• TEXT EXTRACT:
------------------------------------
Studio album by Bellarive
- Released: July 22, 2014
- Genre: Contemporary Christian, contemporary worship, Christian rock
- Length: 60:17
- Label: Sparrow
- Producer: Nathan Dantzler, Joshua Silverberg

Bellarive chronology
| The Heartbeat (2012) | Before There Was (2014) |  |

= Before There Was =

Before There Was is the second and final studio album by American contemporary worship music group Bellarive. The album was released via Sparrow Records on July 22, 2014.

==Contents==
Production was handled by Nathan Dantzler and Joshua Silverberg.

==Critical reception==

Writing for Worship Leader, Jeremy Armstrong depicts that "Bellarive craft atmospheric worship with glorious musical builds and fantastic musical eruptions that praise God in musical prosody as much as in lyrical poetry." On behalf of Cross Rhythms, Chris Webb suggests "this is rock and praise with substance." Grace Aspinwall explains that some tunes are "Fresh and innovative" yet others "exude joy and light."
------------------------------------
• SUPPLIED INFORMATION:
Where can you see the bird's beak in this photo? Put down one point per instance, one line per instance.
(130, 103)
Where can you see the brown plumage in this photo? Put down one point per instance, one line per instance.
------------------------------------
• GOALS:
**a)** Decide whether each statement agrees with the Before There Was article, answering yes or no and quoting the words of the text that decide it: (i) The album was released through Sparrow Records. (ii) Before There Was is the first studio album by Bellarive. (iii) Chris Webb reviewed the album for Worship Leader.
**b)** Write out the part of the Before There Was article that opens with the words containing "Before There Was is" and closes with "and Joshua Silverberg.", renaming "contemporary worship music group" as "worship band".

• SOLUTIONS FOR EACH TASK:
**a)**
(i) Yes: "The album was released via Sparrow Records on July 22, 2014."
(ii) No: "Before There Was is the second and final studio album by American contemporary worship music group Bellarive."
(iii) No: "On behalf of Cross Rhythms, Chris Webb suggests "this is rock and praise with substance.""

**b)**
Before There Was is the second and final studio album by American worship band Bellarive. The album was released via Sparrow Records on July 22, 2014.

==Contents==
Production was handled by Nathan Dantzler and Joshua Silverberg.